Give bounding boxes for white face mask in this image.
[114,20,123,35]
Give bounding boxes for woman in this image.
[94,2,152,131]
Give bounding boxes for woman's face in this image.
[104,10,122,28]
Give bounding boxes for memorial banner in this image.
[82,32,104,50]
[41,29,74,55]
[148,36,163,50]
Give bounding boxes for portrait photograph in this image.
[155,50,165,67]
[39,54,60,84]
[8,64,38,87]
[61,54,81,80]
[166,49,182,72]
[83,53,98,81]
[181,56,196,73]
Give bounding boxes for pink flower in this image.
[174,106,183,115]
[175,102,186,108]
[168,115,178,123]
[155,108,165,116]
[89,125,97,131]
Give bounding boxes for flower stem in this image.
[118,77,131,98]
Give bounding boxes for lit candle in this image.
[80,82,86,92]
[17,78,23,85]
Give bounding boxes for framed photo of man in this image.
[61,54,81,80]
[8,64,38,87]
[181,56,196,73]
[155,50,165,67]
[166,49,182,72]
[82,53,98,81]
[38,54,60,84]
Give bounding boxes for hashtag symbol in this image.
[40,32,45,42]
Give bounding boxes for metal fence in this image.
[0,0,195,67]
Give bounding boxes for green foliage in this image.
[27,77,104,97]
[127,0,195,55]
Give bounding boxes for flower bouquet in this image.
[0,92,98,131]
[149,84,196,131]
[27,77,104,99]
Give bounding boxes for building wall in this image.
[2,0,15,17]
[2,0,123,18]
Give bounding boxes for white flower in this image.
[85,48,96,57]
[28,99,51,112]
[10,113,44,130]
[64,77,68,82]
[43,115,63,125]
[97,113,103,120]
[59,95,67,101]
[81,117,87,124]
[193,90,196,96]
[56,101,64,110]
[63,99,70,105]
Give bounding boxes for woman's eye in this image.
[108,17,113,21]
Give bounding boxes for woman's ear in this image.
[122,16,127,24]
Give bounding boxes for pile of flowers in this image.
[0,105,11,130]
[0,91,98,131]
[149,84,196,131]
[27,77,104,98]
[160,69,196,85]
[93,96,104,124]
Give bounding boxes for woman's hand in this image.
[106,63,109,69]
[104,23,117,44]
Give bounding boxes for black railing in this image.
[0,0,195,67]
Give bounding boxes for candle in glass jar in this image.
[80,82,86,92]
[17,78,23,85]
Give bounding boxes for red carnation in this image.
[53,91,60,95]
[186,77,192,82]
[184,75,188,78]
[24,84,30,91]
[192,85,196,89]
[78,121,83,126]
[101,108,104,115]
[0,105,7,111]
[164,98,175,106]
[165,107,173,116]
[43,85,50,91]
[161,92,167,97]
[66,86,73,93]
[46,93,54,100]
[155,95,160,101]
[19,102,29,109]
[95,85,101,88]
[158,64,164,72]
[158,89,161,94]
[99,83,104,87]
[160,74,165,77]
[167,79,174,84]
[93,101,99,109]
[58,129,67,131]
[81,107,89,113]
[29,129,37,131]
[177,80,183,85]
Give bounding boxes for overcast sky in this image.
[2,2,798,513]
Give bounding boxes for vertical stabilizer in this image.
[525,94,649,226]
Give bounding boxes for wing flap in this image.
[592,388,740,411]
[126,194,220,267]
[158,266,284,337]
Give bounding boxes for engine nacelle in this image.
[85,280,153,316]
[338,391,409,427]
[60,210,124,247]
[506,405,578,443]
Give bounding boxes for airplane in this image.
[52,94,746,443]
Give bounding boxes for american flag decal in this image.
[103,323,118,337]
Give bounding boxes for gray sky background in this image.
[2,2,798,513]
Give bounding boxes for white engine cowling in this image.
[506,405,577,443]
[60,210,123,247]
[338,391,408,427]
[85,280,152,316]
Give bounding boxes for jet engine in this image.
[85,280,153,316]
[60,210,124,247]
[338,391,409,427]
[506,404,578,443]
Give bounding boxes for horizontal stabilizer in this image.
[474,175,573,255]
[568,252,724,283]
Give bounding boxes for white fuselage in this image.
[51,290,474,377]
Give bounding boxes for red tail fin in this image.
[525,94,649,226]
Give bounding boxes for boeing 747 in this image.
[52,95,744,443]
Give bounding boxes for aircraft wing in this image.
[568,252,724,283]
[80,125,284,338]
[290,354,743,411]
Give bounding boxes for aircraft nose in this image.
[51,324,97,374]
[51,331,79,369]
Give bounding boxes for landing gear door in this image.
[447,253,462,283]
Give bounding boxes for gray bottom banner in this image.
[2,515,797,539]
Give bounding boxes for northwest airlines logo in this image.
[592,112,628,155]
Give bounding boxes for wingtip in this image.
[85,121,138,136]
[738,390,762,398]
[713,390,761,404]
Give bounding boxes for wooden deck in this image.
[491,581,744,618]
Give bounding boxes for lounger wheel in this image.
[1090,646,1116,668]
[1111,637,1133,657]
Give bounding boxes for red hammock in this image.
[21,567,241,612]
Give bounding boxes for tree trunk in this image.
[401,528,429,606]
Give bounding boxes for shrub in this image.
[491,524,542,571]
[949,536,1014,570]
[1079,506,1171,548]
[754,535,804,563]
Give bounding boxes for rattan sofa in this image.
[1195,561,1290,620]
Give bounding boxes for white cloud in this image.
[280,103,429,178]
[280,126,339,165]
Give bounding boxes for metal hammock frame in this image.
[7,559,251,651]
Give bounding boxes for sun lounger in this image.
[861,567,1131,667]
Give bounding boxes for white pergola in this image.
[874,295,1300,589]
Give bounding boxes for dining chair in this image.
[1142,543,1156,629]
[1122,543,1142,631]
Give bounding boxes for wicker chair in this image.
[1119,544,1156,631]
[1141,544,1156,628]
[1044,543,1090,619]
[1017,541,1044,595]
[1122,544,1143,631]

☆ ☆ ☆ ☆

_WHAT IS BEING ASKED_
Keeping every line exactly as it is, retype the entries shown above.

_EXERCISE OUTPUT_
Give bounding boxes for white face mask in this image.
[114,20,123,35]
Give bounding boxes for woman in this image.
[94,2,152,131]
Give bounding boxes for woman's face in this image.
[104,10,122,28]
Give bounding boxes for memorial banner in this image.
[82,32,104,50]
[41,29,74,55]
[148,36,163,50]
Give bounding boxes for portrait photograph in this image.
[155,50,165,67]
[39,54,60,84]
[8,64,38,87]
[61,54,81,80]
[166,49,182,72]
[83,53,98,81]
[181,56,196,73]
Give bounding boxes for pink flower in this image.
[174,106,183,115]
[175,102,186,108]
[168,115,178,123]
[155,108,165,116]
[89,125,97,131]
Give bounding boxes for flower stem in this image.
[118,77,131,98]
Give bounding boxes for lit candle in this image.
[80,82,86,92]
[17,78,23,85]
Give bounding boxes for framed photo of man in this image.
[61,54,81,80]
[8,64,38,87]
[181,56,196,73]
[155,50,165,67]
[166,49,182,72]
[82,53,98,81]
[38,54,60,84]
Give bounding boxes for hashtag symbol in this image.
[40,32,45,42]
Give bounding boxes for metal fence in this image.
[0,0,195,67]
Give bounding boxes for green foliage in this image.
[27,77,104,97]
[127,0,195,55]
Give bounding boxes for flower bouquet in this image.
[0,92,98,131]
[149,84,196,131]
[27,77,104,99]
Give bounding boxes for building wall in this image.
[2,0,15,17]
[2,0,123,18]
Give bounding boxes for white flower in this image.
[85,48,96,57]
[28,99,51,112]
[10,113,44,130]
[64,77,68,82]
[43,115,63,125]
[97,113,103,120]
[59,95,67,101]
[81,117,87,124]
[193,90,196,96]
[56,101,64,110]
[63,99,70,105]
Give bounding boxes for woman's eye in this image.
[108,17,113,21]
Give bounding boxes for woman's ear in this image.
[122,16,127,24]
Give bounding boxes for pile of flowers in this image.
[0,105,11,130]
[0,91,98,131]
[149,84,196,131]
[27,77,104,98]
[160,69,196,85]
[93,96,104,124]
Give bounding boxes for woman's hand in this image.
[106,63,109,69]
[104,23,117,44]
Give bounding boxes for black railing in this image.
[0,0,195,67]
Give bounding boxes for candle in glass jar in this image.
[80,82,86,92]
[17,78,23,85]
Give bounding boxes for red carnation in this image.
[53,91,60,95]
[186,77,192,82]
[184,75,188,78]
[24,84,30,91]
[192,85,196,89]
[78,121,83,126]
[101,108,104,115]
[0,105,7,111]
[164,98,175,106]
[165,107,173,116]
[43,85,50,91]
[161,92,167,97]
[66,86,73,93]
[46,93,54,100]
[155,95,160,101]
[19,102,29,109]
[95,85,101,88]
[158,64,164,72]
[158,89,161,94]
[99,83,104,87]
[160,74,165,77]
[167,79,174,84]
[93,101,99,109]
[58,129,67,131]
[81,107,89,113]
[29,129,37,131]
[177,80,183,85]
Give bounding boxes for overcast sky in this image.
[2,2,798,513]
Give bounding boxes for vertical stabilizer in this image.
[525,94,649,226]
Give bounding boxes for wing flap in this image.
[592,388,740,411]
[126,194,220,267]
[158,266,284,337]
Give bounding boxes for engine nacelle in this image.
[85,280,153,316]
[338,391,409,427]
[60,210,124,247]
[506,405,578,443]
Give bounding boxes for airplane in this image.
[52,94,746,443]
Give bounding boxes for american flag decal in this image.
[103,323,118,337]
Give bounding boxes for gray sky background in this image.
[2,2,798,513]
Give bounding boxes for white engine cowling in this image.
[506,405,577,443]
[60,210,123,247]
[338,391,408,427]
[85,280,152,316]
Give bounding boxes for jet engine in this image.
[85,280,153,316]
[60,210,124,247]
[338,391,409,427]
[506,404,578,443]
Give bounding boxes for horizontal stabilizer in this image.
[474,175,573,255]
[568,252,724,283]
Give bounding boxes for white fuselage in this image.
[51,290,474,377]
Give bounding boxes for red tail fin in this image.
[525,94,649,226]
Give bounding boxes for boeing 747 in this image.
[52,95,744,443]
Give bounding boxes for aircraft wing in this image.
[568,252,724,283]
[80,125,284,338]
[290,354,743,411]
Give bounding boxes for aircraft nose in this image.
[51,324,97,374]
[51,331,79,369]
Give bounding boxes for landing gear door in this image.
[447,253,462,283]
Give bounding boxes for gray bottom banner in this image.
[2,515,797,539]
Give bounding boxes for northwest airlines logo in this image.
[592,112,628,155]
Give bounding boxes for wingtip in this image.
[85,121,138,136]
[738,390,762,398]
[713,390,761,404]
Give bounding boxes for wooden deck in this image.
[491,581,744,618]
Give bounding boxes for lounger wheel in this image.
[1090,646,1116,668]
[1111,637,1133,657]
Give bounding boxes for red hammock in this image.
[21,567,241,612]
Give bounding boxes for tree trunk in this image.
[401,528,429,606]
Give bounding boxes for shrub in this image.
[491,524,542,571]
[949,536,1014,570]
[1079,506,1171,548]
[754,535,804,563]
Give bounding boxes for rattan sofa in this image.
[1195,561,1290,620]
Give bounding boxes for white cloud in this image.
[280,103,429,178]
[280,126,339,165]
Give bounding boxes for metal hammock frame in this image.
[7,559,251,651]
Give bounding boxes for sun lounger in this image.
[861,567,1131,667]
Give bounding boxes for white pergola in this image.
[874,295,1300,589]
Give bounding boxes for dining chair in this image.
[1142,543,1156,629]
[1122,543,1142,631]
Give bounding boxes for wicker chair in this image.
[1119,544,1156,631]
[1141,544,1156,628]
[1044,543,1090,619]
[1017,541,1044,595]
[1122,544,1143,631]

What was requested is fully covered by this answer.